*** Source text ***

But not without a degree of worry. Three hundred Dow points ago, exuberant traders were admonishing me about not buying calls on the break above 11,300 and holding long from there. No thanks, I'd rather not buy such calls after chasing the market... I have enough trouble trying to hit entries on pullbacks as it is!

Seriously, the natural chase instinct is not reserved to canines alone. No one wants to "miss the boat" and media cheerleaders were goading investors on. Now we have much better entry points for the next leg up, if support holds from here.

"If support holds from here," you ask? This is a new bull market! Maybe. We'll call this a normal, healthy pullback until proven otherwise. Pullbacks occur on light volume and today was the lightest volume for year 2001 to date.

Let's revisit longer-term charts again:

(Weekly/Daily: QQQ)

The NDX/QQQ weekly chart still looks healthy. Toppy but healthy. This week's price action closed right on resistance of a fourteen week bullish triangle left unbroken the past six weeks straight. My top resistance line should be up a smidge higher than it is, but drawing on these crazy charts isn't pinpoint precise.

*** Provided material ***

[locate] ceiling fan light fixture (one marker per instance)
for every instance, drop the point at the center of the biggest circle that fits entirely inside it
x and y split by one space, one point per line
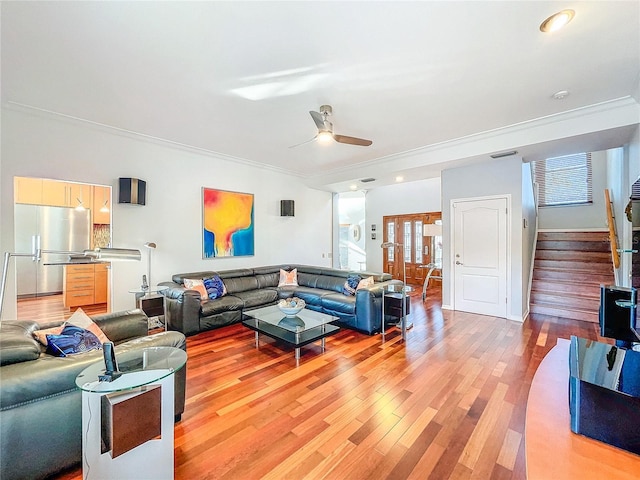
556 21
325 137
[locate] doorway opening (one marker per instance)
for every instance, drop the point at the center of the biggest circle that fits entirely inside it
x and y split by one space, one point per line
59 216
351 220
419 246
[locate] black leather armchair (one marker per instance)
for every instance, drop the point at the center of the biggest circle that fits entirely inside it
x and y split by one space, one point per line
40 406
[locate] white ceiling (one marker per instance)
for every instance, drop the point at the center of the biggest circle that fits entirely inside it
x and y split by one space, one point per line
417 78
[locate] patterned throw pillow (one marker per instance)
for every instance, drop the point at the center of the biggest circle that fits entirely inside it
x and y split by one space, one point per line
72 340
197 285
289 279
351 284
215 287
82 320
78 319
365 282
41 335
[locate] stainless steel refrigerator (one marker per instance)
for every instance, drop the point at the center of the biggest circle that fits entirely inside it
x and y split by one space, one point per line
47 228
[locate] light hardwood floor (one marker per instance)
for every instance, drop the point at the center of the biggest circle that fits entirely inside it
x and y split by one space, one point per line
447 404
51 308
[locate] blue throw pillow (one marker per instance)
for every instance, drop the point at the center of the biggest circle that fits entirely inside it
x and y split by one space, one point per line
215 287
351 284
72 340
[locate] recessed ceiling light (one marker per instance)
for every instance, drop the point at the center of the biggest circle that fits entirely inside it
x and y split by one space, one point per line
556 21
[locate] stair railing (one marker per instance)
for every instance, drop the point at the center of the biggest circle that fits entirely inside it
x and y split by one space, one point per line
613 237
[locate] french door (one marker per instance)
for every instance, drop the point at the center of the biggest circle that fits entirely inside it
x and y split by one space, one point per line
416 249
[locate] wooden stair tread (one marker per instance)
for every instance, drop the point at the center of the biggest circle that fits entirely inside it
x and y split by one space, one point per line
571 236
573 246
600 257
599 268
573 302
557 311
568 269
586 294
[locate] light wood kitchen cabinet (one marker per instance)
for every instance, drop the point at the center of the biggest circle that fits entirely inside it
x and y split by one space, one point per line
85 284
28 190
101 199
65 194
101 291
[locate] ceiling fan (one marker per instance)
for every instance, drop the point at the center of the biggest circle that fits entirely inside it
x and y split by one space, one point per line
325 130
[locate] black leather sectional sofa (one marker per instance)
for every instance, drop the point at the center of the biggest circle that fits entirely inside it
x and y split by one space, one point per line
248 288
40 405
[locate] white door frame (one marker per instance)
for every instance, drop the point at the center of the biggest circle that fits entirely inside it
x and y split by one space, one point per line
507 197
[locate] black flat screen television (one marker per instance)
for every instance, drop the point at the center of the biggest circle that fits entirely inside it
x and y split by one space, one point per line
618 313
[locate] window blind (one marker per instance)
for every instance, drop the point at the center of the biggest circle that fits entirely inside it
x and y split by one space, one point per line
564 180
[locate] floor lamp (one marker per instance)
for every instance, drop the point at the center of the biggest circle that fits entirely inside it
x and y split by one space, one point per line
403 322
99 254
149 246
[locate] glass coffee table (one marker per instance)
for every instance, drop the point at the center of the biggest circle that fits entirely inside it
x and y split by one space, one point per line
306 327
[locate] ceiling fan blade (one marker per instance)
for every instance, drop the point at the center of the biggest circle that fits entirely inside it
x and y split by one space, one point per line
319 119
303 143
352 140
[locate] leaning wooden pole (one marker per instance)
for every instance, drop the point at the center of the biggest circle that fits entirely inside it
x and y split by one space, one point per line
613 238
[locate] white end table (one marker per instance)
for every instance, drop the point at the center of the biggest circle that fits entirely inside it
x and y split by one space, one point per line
153 304
141 369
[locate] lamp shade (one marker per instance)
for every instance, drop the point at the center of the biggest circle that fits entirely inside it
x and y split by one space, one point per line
111 254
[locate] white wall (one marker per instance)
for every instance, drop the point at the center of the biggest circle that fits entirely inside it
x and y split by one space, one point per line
593 216
529 233
402 198
497 177
57 148
619 190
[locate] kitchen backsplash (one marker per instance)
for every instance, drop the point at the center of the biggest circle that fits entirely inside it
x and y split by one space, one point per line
101 235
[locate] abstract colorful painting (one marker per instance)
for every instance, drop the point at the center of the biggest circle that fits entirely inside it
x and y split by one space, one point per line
227 224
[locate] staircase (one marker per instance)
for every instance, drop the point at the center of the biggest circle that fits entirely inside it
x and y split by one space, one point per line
568 270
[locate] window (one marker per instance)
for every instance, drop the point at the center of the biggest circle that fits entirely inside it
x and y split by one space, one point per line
564 180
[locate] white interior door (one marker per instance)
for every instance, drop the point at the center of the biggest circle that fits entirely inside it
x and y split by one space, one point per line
480 256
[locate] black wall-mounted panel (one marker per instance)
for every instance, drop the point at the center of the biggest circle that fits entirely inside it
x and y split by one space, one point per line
133 191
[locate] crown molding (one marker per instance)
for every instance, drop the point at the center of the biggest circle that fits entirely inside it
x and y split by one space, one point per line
487 135
45 113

***

Pick up the stock market commentary after its last sentence and keep writing it. The records have nothing to do with what comes next.

■ **Output**:
Daily chart stochastic values are turning bearish. That green bull flag had an upside target of 52 and the greater wedge pattern it is in (not drawn) suggests 55 as an upside area. Now we have a new little wedge inside other patterns looking to break consolidation from there.

I try not to get real analytical about patterns: to me they are price coils offering good entry points on a break either way. I favor the direction to be predicted by stochastic action and find that to confirm a good majority of the time.

(Weekly/Daily: SOX)

Semi-Conductors lead NDX and have advanced signals by comparison for this fact. Note the weekly Bull Flag formation (black) from the past twenty-four weeks of price action. With a low near 460 and high near 740, that pattern has a 280-point width. Added to a break above current 650 area gives us a bullish objective at 930 on the SOX.

Or it could meander back down towards the lower level of support as current higher stochastic highs compared to January are met with lower price highs in relative comparison. Divergence of any kind in overbought zones is bearish, so that's not good for market bulls.

Daily chart signals reflect the past four sessions in red and are clearly rolling down from here. Support lies at the two lines from our previous bullish pennant (green and black lines) if the move down is brief.

(Weekly/Daily: Dow)

The Old Index is trading within a clear ascending channel, otherwise known as a Bear Flag. Fine to trade bounces off the lower channel until it eventually breaks. Right now we have three combined points of support beneath it: the ascending channel line, 20-DMA and venerable 11,000 level that was resistance for so very long.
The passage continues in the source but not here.